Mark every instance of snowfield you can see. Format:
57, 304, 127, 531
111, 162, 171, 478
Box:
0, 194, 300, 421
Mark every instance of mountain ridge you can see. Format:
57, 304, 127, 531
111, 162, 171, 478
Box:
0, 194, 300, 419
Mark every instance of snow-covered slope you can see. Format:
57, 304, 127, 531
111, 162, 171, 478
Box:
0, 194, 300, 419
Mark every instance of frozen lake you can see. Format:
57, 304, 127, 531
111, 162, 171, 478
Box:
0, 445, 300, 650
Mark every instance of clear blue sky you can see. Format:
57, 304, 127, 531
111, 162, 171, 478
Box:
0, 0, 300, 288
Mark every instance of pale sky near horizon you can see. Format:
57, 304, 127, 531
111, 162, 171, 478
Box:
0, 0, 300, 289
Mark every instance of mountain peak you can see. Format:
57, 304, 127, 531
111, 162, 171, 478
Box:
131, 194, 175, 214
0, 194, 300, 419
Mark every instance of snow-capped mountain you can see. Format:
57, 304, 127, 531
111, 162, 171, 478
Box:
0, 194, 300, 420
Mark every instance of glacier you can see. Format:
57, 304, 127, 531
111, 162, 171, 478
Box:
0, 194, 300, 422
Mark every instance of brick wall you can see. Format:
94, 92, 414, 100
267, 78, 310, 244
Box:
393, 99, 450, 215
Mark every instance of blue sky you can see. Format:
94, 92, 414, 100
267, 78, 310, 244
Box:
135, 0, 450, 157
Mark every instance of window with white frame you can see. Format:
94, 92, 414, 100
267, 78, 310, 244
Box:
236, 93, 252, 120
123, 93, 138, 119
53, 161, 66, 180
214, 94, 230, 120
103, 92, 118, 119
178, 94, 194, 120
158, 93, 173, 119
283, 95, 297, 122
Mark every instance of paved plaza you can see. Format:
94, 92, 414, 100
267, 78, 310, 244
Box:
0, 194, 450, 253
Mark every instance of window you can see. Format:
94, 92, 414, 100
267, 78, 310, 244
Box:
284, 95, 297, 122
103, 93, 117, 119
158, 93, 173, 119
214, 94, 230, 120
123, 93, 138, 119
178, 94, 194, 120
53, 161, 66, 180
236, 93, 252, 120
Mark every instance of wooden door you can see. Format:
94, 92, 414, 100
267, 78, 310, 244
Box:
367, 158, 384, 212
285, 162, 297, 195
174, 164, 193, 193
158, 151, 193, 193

**********

Task: Pull out every line of the items above that contains the string "window".

Solution to the problem:
Mark every instance of window with white frame you can see. Format:
Mark every instance of window you can see. Format:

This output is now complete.